- _INFORMATION GIVEN_:
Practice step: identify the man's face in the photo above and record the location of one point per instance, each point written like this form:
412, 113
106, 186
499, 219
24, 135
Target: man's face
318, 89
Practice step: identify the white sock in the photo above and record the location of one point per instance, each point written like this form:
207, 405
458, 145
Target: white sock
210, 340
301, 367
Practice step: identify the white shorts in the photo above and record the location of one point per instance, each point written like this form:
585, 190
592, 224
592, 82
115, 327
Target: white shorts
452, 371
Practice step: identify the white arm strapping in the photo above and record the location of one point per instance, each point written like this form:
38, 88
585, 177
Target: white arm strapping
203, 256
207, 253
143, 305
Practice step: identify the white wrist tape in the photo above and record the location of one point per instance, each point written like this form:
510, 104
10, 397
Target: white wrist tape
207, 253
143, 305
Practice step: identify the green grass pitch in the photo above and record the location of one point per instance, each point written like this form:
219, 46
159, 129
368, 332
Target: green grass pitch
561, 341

* * *

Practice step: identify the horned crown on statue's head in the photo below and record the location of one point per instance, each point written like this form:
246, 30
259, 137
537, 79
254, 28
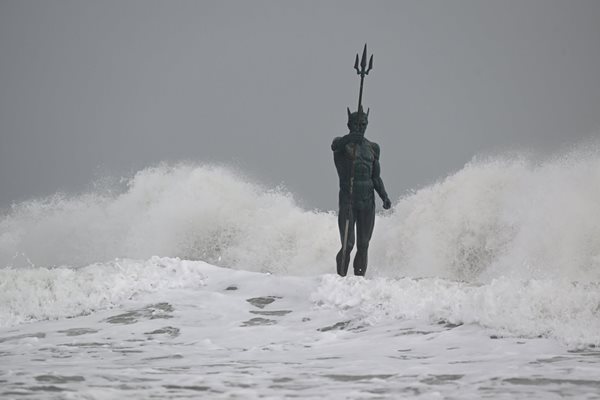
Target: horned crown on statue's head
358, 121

- _ASSIGNMENT_: Using the listing above, find how many lines include "like"; reply with the number and no other words.

- _EXERCISE OUTPUT_: 7